(Dataset rows)
>> START
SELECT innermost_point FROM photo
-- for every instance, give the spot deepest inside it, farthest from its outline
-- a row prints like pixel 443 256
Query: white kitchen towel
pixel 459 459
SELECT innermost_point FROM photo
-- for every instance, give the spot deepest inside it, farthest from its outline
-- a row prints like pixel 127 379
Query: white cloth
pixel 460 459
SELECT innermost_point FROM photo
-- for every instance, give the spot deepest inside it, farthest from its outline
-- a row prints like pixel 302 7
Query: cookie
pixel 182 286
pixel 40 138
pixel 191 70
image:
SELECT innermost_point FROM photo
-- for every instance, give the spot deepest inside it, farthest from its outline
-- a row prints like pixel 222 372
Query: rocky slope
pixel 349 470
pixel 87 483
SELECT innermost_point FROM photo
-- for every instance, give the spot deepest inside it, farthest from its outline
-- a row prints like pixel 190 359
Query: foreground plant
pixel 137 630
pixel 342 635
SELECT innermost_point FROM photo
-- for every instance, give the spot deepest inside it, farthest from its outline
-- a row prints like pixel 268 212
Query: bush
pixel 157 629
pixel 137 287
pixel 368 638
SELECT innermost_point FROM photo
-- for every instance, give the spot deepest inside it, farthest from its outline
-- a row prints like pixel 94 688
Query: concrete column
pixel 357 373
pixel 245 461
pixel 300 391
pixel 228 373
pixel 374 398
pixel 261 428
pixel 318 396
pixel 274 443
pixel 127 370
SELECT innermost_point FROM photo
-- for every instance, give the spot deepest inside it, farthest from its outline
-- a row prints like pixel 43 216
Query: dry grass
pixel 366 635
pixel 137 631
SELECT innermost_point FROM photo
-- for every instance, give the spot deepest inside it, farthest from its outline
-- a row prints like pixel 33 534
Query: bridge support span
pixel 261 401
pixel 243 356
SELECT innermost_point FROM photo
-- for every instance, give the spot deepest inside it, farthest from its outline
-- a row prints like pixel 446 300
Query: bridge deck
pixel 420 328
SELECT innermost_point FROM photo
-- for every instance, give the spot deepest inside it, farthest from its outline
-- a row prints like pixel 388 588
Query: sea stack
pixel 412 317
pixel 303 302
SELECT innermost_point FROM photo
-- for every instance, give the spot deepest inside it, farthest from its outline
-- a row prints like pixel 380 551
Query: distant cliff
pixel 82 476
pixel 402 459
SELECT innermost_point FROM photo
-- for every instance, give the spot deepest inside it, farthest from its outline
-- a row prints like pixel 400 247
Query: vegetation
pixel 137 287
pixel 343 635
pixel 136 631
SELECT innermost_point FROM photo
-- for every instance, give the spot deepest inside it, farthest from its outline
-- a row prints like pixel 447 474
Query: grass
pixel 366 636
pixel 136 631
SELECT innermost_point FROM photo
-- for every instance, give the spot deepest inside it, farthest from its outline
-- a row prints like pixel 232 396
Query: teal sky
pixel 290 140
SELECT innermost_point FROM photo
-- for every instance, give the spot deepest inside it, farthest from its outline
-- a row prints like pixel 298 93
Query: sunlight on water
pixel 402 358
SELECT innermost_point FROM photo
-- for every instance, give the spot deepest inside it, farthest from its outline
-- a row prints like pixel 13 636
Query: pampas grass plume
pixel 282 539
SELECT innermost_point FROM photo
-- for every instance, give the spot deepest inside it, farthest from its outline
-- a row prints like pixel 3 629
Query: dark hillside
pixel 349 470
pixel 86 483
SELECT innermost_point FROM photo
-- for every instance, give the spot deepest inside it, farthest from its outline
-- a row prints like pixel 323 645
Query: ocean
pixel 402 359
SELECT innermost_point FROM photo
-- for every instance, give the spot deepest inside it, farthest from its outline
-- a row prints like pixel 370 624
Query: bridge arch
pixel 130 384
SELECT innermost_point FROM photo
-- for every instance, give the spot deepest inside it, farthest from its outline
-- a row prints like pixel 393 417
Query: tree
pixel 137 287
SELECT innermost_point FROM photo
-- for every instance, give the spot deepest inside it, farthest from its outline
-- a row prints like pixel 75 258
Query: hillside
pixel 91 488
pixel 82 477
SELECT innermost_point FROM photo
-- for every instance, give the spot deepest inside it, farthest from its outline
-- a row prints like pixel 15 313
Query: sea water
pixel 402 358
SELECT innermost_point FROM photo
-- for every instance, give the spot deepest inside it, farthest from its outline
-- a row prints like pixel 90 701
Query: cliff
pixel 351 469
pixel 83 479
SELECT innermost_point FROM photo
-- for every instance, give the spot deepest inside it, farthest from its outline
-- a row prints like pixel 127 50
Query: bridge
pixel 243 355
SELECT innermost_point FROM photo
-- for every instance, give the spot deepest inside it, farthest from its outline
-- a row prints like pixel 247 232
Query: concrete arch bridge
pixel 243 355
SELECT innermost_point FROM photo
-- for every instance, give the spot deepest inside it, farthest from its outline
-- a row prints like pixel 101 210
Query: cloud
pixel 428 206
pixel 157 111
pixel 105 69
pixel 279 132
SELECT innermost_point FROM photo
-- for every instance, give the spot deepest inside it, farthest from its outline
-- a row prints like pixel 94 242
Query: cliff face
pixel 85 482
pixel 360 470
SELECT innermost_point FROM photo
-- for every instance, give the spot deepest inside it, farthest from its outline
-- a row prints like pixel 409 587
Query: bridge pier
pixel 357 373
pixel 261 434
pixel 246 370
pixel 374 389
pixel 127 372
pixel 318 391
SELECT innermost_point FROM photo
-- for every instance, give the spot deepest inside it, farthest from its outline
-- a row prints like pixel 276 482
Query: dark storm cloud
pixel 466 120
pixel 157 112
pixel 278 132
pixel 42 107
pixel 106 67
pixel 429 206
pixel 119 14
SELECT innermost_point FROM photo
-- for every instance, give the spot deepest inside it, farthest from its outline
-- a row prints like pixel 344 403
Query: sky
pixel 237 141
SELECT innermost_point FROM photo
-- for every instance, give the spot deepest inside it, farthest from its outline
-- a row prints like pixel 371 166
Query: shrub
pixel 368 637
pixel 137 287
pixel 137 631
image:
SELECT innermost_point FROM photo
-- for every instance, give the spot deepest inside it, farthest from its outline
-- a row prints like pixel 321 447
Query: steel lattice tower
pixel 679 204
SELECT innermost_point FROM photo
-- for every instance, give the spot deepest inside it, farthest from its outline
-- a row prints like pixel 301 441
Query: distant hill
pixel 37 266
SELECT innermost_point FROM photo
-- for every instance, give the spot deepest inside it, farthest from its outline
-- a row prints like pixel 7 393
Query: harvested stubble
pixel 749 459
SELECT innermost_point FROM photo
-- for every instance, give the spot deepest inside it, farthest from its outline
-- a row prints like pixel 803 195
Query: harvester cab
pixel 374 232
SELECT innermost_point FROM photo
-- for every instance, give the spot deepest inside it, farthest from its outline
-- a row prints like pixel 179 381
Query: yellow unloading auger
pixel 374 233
>> END
- Exercise instructions
Count the lines in the records above that contain the string "white", treating uppercase and lowercase as different. Reply with the number alone.

- The completed task
2